═════ The records ═════

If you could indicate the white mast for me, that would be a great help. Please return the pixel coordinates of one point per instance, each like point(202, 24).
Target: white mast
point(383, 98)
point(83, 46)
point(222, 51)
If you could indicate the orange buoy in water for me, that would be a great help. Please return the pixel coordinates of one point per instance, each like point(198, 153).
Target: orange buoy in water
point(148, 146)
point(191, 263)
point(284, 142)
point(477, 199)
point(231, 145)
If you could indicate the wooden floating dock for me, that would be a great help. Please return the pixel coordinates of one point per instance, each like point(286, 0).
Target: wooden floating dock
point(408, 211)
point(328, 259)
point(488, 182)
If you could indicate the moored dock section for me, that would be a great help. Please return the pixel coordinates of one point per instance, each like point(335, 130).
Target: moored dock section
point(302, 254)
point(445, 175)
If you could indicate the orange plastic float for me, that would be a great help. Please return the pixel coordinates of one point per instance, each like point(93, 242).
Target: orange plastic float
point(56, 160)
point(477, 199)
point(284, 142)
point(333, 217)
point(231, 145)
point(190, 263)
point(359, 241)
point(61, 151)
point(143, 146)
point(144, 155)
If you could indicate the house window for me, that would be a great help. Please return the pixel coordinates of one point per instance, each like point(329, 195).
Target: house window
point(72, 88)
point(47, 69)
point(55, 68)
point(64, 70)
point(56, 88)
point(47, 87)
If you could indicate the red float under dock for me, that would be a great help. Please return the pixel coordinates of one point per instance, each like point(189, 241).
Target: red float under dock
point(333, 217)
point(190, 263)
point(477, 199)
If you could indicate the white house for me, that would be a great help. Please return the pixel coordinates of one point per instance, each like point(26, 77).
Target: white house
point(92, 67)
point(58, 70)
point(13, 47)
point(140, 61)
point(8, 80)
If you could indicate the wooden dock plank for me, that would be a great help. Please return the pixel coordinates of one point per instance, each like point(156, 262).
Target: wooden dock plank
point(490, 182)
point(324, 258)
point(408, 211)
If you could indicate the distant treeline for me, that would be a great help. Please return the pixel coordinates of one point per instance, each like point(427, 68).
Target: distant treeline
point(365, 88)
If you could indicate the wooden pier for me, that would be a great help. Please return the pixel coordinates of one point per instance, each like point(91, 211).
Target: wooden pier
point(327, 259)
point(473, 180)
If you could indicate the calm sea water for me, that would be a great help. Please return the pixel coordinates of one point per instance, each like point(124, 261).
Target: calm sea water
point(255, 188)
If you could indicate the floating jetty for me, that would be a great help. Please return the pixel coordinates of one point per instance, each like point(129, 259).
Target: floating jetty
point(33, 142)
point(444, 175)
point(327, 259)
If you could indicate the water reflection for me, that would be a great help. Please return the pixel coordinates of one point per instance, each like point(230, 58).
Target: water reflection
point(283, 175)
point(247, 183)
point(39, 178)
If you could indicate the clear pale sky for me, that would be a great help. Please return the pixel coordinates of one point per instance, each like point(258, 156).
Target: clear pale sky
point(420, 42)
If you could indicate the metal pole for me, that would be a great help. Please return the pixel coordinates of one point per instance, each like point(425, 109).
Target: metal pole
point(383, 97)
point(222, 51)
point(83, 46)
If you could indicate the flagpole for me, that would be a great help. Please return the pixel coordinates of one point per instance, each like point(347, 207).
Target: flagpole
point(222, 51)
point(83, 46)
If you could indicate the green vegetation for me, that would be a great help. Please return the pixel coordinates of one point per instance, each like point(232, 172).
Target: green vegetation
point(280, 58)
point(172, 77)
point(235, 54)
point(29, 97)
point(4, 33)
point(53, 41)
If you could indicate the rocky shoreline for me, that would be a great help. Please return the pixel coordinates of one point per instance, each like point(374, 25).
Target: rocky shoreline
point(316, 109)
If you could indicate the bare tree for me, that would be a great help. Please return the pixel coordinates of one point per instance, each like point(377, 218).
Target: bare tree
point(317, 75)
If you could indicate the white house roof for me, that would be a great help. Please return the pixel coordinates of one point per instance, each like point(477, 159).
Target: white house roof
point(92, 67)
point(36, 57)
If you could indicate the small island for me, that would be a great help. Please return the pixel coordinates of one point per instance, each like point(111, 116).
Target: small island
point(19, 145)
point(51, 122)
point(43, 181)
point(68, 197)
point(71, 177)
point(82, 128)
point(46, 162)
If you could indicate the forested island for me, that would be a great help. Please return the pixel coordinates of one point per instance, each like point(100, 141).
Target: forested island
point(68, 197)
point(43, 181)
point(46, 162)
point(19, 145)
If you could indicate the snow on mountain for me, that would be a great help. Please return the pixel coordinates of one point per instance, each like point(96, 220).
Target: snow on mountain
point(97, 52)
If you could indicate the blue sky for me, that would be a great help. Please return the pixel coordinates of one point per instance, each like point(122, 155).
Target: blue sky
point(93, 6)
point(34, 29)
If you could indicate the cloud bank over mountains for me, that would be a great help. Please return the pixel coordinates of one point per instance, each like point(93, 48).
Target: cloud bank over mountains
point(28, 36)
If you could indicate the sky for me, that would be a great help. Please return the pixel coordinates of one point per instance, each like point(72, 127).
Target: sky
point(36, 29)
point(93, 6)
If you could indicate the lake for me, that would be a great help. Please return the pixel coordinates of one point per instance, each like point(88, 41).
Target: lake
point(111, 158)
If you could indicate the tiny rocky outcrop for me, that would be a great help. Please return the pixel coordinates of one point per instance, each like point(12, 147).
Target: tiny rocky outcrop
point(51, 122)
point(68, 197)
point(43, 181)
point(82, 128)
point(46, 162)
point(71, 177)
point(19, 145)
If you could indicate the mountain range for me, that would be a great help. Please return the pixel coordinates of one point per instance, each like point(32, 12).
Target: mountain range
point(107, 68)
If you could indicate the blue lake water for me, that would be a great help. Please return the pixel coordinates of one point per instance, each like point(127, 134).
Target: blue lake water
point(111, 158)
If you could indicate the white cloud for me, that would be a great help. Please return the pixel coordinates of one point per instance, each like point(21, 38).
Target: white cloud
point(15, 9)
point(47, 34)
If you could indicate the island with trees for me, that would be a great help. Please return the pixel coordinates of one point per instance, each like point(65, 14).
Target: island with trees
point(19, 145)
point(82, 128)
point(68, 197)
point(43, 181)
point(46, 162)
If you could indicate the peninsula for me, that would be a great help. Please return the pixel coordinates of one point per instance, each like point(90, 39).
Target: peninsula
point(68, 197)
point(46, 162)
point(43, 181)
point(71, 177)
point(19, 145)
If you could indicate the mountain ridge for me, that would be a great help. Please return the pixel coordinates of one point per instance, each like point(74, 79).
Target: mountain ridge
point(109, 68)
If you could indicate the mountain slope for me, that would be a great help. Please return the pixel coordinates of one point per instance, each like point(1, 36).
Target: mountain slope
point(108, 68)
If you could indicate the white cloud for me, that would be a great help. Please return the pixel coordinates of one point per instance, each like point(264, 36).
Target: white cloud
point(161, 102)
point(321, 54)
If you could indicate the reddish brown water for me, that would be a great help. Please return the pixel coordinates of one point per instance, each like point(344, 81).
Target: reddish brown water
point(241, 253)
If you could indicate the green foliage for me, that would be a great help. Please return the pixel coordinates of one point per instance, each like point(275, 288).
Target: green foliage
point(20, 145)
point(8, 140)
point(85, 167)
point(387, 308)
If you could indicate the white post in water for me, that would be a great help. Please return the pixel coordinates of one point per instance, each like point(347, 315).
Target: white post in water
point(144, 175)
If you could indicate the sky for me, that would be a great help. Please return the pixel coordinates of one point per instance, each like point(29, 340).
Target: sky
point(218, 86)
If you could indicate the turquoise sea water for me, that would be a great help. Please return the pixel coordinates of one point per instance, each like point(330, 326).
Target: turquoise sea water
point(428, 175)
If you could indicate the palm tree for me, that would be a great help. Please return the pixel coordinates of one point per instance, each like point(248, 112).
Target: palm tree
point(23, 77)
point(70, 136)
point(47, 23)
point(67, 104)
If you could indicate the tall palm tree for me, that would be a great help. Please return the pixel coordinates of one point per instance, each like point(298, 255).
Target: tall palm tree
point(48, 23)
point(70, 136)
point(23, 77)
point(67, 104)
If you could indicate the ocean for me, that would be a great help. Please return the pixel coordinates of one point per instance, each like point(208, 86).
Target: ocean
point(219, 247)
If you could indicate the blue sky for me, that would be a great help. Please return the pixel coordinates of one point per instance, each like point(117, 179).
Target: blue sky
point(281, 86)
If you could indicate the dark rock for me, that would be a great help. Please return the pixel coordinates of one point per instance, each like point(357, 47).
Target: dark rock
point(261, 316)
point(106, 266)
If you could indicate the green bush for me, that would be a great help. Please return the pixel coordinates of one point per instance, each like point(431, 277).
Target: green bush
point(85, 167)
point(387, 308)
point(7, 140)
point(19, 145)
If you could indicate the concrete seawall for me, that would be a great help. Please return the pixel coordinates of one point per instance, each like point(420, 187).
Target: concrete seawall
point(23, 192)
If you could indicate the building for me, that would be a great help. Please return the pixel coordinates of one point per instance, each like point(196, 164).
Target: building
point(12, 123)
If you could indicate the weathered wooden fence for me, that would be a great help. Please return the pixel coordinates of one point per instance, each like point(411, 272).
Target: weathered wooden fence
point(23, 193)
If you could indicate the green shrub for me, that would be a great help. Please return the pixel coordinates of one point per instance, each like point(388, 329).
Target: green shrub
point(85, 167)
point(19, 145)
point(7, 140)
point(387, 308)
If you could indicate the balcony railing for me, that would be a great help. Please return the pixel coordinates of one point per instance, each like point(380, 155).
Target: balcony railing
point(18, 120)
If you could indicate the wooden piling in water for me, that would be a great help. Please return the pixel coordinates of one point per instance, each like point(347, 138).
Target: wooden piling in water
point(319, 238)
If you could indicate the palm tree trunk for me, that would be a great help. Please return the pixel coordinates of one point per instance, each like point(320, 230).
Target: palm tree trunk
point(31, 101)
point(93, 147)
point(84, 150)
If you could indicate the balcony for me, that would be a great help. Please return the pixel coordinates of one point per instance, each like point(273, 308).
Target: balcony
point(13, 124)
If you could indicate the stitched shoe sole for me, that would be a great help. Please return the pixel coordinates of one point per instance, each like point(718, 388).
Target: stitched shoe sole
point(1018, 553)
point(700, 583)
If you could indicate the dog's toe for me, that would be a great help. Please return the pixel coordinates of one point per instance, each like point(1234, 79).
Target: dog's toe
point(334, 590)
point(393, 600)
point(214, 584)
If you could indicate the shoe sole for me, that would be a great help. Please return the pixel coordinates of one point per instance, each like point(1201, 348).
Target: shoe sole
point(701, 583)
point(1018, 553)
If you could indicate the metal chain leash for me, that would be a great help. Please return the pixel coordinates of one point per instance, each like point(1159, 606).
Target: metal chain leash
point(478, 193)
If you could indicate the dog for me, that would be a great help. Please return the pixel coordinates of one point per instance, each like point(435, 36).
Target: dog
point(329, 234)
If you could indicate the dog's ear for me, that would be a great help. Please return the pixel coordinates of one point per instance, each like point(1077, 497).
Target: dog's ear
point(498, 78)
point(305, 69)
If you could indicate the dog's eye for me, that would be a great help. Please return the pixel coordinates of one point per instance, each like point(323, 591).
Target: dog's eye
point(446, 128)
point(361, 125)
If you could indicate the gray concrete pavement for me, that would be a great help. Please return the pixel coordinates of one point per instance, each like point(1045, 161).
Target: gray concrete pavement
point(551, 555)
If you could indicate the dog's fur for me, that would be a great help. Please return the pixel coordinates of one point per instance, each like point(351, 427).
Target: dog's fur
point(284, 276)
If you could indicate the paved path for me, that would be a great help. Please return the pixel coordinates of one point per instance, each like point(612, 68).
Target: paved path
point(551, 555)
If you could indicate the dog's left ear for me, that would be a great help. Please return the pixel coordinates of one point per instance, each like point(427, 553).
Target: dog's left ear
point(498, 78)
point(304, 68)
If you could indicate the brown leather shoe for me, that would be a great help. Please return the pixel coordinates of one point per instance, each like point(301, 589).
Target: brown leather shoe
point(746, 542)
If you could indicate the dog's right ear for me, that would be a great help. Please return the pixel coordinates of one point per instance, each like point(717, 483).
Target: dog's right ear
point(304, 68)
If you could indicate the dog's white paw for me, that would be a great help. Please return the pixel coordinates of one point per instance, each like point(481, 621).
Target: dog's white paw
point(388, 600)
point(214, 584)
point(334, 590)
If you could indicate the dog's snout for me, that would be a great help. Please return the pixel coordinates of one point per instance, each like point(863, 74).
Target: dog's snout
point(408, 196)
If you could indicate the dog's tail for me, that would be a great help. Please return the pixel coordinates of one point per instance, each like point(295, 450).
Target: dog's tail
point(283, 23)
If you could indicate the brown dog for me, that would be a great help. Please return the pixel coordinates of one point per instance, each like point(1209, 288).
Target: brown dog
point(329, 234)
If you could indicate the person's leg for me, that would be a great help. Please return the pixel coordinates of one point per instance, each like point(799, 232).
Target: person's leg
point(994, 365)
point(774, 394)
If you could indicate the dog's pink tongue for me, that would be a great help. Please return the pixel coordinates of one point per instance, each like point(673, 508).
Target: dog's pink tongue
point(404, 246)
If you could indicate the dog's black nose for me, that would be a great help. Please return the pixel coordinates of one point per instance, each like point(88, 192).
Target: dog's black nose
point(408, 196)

═════

- [Directions]:
Reproduce, exactly as they stand in the data above, the lines from the one that holds "Target: dog's left ear" to the one that holds "If you could indicate the dog's snout", inclusive.

- [Task response]:
Target: dog's left ear
point(498, 78)
point(304, 68)
If you could indicate the brown leather shoe for me, that would be a great help. Please return the pixel coordinates of one point per instance, each like point(301, 589).
Target: brown leather shoe
point(746, 542)
If you could indicate the dog's right ear for me, that would be a great help. Please return the pixel coordinates of one point per instance, each like point(717, 483).
Target: dog's right ear
point(304, 68)
If you could indicate the dog's white paw for me, that would be a great help. Please return the pixel coordinates of one point per instance, each like point(481, 621).
Target: dog's white paw
point(388, 600)
point(214, 584)
point(334, 590)
If you could indicate the dog's snout for me, that would be a great help. Please return the pixel coordinates of one point per instance, each like point(863, 74).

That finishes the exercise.